> [READING PASSAGE]
------

Fleet Foxes

12:30pm, AMD stage

“I feel like if you go into something expecting success, you’re setting yourself up to fail,” offered Fleet Foxes frontman Robin Pecknold before a packed show at Mohawk in June. “Getting all the attention now that the record is out is very strange.”

While Pecknold admits being a bit overwhelmed by the response to Fleet Foxes’ eponymous LP, released earlier this summer on Sub Pop, the album has been rightly heralded as one of the year’s finest debuts. Drifting through the delicate harmonies of Crosby, Stills, & Nash and the contemplative Southern odes of early My Morning Jacket, the Seattle quintet illuminates its folk melodies with a gossamer pop glow. The subsequent extensive tour, however, including a sold-out run through the UK, has pushed a feverish pace that runs antithetical to the group’s idyllic sound.

------

> [RECORDED INFORMATION]
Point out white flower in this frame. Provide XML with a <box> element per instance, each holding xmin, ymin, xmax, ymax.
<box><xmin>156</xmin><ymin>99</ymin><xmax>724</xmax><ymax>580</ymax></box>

------

> [WHAT IS NEEDED]
Copy the Fleet Foxes profile word for word, from "12:30pm, AMD stage" up to and including "group’s idyllic sound.".

> [ANSWER TO THE PROBLEM]
12:30pm, AMD stage

“I feel like if you go into something expecting success, you’re setting yourself up to fail,” offered Fleet Foxes frontman Robin Pecknold before a packed show at Mohawk in June. “Getting all the attention now that the record is out is very strange.”

While Pecknold admits being a bit overwhelmed by the response to Fleet Foxes’ eponymous LP, released earlier this summer on Sub Pop, the album has been rightly heralded as one of the year’s finest debuts. Drifting through the delicate harmonies of Crosby, Stills, & Nash and the contemplative Southern odes of early My Morning Jacket, the Seattle quintet illuminates its folk melodies with a gossamer pop glow. The subsequent extensive tour, however, including a sold-out run through the UK, has pushed a feverish pace that runs antithetical to the group’s idyllic sound.